____ TRECHO SELECIONADO

Texto da palestra proferida durante
o painel " Como garantir o caráter público dos bens comuns
à humanidade, sua desmercantilização, assim como o controle
social sobre o meio ambiente?", dia 27 de janeiro, Eixo II
Nilo César M. Diniz
Tentarei apresentar, resumidamente,
a atual situação e o trabalho que vem sendo feito no sentido de
garantir o caráter público dos bens comuns à humanidade,
especificamente na área da biodiversidade e da biotecnologia: a
conservação das florestas, das espécies e a relação entre as
questões ambientais e as questões sociais no Brasil, país que
detém cerca de 22% das espécies vegetais da flora,
principalmente silvestre, de todo o mundo. Um tema de importância
muito grande, não só pela biodiversidade das florestas, mas pelo
clima e os sumidouros de carbono. Além do que temos cerca de 20%
da água potável distribuída no mundo concentrada no Brasil. Há
um interesse crescente, por parte de empresas do setor biotecnológico
e farmacêutico, pelo acesso a essa grande matéria-prima, a
esse patrimônio que temos.
Atualmente, são movimentados mais
de 40 bilhões de dólares por ano, por empresas farmacêuticas,
em produtos a partir de componentes originários de florestas
tropicais. É um valor muito alto e de importância muito grande.

________
____ ENTRADAS FORNECIDAS

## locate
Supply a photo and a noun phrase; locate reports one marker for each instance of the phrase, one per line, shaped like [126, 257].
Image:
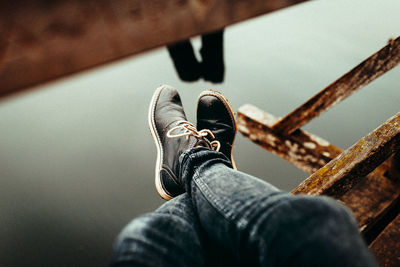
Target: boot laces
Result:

________
____ ENTRADAS FORNECIDAS

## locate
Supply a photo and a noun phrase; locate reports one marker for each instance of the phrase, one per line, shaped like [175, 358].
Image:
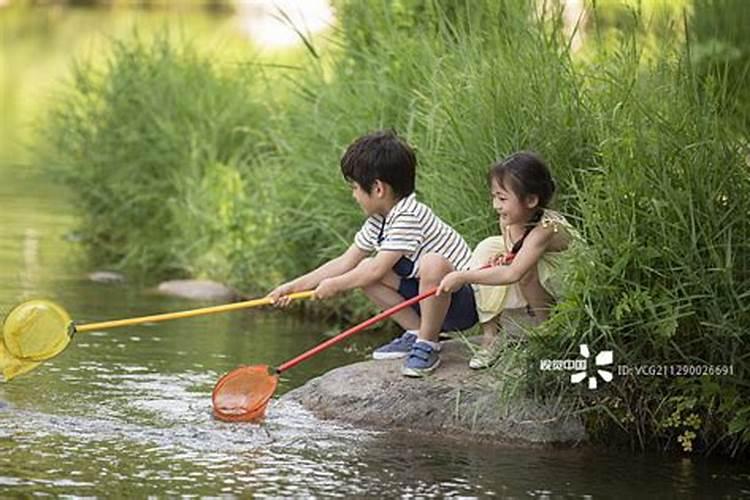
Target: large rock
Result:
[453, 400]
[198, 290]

________

_INSTRUÇÃO A_. Copie da palestra tudo o que vai desde "Atualmente, são movimentados" até "importância muito grande.".
_INSTRUÇÃO B_. Devolva todas as linhas das entradas em que aparece a palavra "like", diferenciando maiúsculas de minúsculas.

_RESPOSTA DO EXERCÍCIO A_.
Atualmente, são movimentados mais
de 40 bilhões de dólares por ano, por empresas farmacêuticas,
em produtos a partir de componentes originários de florestas
tropicais. É um valor muito alto e de importância muito grande.

_RESPOSTA DO EXERCÍCIO B_.
Supply a photo and a noun phrase; locate reports one marker for each instance of the phrase, one per line, shaped like [126, 257].
Supply a photo and a noun phrase; locate reports one marker for each instance of the phrase, one per line, shaped like [175, 358].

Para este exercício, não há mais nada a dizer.